_ROWS_
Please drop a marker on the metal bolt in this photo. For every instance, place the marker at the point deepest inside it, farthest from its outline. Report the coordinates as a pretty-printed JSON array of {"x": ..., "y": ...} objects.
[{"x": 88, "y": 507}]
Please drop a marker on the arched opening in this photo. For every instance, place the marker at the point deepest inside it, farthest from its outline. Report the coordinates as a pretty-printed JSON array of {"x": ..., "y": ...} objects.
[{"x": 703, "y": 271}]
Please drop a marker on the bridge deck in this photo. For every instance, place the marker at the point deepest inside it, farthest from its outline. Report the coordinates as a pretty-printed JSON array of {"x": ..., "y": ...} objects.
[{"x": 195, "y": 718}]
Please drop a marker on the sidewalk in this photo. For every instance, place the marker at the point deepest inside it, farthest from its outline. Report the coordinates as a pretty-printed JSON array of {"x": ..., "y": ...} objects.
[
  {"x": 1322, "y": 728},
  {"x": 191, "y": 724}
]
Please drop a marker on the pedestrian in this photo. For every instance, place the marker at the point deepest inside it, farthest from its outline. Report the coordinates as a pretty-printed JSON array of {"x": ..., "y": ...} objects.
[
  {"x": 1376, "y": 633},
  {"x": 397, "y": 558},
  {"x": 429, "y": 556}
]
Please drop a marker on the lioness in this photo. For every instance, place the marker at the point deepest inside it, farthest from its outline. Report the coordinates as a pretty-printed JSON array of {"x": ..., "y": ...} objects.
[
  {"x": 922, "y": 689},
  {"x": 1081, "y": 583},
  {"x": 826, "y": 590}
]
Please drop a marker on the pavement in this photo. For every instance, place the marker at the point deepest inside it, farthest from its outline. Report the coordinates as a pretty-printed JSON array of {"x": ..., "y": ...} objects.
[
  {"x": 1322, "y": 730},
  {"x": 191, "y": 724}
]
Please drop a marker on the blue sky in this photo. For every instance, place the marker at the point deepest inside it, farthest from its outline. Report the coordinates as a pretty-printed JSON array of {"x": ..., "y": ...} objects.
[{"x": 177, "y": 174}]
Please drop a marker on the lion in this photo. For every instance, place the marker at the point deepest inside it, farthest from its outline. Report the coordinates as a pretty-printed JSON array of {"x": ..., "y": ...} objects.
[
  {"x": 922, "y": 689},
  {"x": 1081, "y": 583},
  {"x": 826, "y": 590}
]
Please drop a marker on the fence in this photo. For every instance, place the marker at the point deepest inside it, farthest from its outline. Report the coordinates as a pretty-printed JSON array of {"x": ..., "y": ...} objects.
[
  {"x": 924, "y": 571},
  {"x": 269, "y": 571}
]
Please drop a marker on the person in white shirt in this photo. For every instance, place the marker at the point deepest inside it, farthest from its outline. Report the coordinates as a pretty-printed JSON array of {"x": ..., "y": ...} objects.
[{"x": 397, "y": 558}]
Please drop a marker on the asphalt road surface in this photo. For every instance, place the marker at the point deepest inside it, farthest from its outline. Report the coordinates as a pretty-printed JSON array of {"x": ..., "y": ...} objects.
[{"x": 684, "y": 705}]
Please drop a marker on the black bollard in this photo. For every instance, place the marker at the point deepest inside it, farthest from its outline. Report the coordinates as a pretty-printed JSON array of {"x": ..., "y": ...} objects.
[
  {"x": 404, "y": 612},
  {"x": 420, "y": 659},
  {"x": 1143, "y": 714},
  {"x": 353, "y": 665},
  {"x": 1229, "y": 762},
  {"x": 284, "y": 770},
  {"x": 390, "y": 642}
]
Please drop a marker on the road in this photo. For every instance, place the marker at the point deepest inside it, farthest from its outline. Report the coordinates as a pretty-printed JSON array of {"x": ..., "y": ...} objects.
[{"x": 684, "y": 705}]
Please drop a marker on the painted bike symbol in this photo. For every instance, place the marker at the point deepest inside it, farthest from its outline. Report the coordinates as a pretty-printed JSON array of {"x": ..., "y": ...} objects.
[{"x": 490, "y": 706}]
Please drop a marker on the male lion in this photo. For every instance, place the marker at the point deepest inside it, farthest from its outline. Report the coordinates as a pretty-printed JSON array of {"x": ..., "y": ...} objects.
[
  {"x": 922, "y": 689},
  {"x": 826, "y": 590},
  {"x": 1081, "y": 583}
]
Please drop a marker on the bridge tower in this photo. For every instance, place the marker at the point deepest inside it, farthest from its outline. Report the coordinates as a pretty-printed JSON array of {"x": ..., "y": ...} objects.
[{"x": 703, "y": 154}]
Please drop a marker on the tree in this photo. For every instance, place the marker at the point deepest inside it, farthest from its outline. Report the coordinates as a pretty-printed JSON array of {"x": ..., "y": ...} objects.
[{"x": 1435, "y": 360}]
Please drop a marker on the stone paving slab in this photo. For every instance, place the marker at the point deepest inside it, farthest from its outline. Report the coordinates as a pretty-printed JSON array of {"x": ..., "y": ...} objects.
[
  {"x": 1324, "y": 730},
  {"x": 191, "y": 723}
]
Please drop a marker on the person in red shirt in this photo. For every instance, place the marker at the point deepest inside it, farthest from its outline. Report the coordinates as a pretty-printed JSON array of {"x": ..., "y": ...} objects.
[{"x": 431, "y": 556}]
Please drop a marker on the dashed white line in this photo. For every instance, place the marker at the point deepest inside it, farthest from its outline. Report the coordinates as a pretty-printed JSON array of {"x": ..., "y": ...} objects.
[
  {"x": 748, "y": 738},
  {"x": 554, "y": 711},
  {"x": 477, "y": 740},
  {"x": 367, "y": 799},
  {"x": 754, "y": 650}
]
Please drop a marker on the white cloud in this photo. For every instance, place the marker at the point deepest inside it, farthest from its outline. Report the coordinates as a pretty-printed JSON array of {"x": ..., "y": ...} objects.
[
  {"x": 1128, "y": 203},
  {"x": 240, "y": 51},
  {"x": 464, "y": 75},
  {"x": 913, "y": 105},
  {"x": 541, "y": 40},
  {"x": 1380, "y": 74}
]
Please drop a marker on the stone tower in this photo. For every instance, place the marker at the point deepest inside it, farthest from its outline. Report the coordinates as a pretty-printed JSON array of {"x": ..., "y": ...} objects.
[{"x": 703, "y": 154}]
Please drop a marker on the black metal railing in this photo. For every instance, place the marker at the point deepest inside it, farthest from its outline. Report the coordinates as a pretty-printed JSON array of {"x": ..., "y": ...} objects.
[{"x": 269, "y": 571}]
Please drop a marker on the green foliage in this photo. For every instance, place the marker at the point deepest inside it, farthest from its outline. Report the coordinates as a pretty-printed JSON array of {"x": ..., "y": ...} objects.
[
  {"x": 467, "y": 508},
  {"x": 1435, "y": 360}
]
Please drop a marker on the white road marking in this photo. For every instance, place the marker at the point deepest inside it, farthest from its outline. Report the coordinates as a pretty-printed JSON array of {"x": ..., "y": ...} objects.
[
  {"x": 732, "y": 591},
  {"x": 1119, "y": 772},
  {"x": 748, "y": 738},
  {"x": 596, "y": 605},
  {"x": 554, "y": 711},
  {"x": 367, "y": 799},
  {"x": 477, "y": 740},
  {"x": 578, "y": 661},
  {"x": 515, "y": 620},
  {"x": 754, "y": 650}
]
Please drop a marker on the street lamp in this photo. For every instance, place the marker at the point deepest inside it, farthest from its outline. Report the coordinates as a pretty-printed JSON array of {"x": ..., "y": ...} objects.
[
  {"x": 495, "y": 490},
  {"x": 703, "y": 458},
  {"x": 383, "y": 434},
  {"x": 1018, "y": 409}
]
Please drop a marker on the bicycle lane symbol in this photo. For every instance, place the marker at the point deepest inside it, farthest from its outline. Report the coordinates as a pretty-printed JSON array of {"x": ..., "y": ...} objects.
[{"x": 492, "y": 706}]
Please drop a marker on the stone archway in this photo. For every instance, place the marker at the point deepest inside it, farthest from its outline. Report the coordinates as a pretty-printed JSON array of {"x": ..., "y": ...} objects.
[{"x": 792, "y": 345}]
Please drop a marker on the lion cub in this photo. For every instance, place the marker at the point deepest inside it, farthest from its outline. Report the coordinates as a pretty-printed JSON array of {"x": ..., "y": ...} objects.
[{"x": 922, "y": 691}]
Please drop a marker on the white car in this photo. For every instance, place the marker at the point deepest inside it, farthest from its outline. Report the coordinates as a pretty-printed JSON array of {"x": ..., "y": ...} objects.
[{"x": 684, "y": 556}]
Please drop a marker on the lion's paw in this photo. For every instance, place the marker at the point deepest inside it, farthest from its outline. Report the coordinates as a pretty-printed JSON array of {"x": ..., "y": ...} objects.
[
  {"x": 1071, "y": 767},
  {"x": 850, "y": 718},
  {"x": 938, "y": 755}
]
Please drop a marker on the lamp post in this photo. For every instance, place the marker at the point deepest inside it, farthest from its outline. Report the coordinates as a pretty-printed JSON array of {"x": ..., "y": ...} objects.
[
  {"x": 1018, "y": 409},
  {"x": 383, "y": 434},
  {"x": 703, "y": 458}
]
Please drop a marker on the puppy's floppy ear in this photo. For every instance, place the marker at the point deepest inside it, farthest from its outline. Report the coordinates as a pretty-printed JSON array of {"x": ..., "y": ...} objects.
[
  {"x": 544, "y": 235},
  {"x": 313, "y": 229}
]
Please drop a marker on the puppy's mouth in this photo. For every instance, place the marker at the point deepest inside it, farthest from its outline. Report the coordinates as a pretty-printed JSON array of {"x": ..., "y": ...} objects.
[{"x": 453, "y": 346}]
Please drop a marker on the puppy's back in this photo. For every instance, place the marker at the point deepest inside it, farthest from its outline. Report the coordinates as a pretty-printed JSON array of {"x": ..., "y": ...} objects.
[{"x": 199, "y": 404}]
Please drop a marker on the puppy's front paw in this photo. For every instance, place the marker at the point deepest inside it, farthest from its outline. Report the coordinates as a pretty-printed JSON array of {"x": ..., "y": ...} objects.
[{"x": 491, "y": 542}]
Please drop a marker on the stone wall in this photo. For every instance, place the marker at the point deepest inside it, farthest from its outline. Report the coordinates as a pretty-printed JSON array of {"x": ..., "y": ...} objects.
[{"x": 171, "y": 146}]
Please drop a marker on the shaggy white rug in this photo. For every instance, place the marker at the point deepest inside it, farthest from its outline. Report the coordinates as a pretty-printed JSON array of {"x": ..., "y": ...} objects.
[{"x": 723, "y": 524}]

_SET EXERCISE_
Restate the final lines of the listing above word for word, beginning at the line that contains "Please drop a marker on the stone wall".

_EXERCISE SOLUTION_
Please drop a marker on the stone wall in this photo. For every instance, place the marker at the point deepest inside it, farthest from its outline. Report the coordinates as a pretty-printed JSON array of {"x": ..., "y": ...} objects.
[{"x": 171, "y": 146}]
Please drop a marker on the shaggy white rug in this photo. For every instance, place the marker at the point deepest inside it, farthest from its outline. Report the coordinates as a pretty-printed JSON array of {"x": ..., "y": ...} objects.
[{"x": 723, "y": 524}]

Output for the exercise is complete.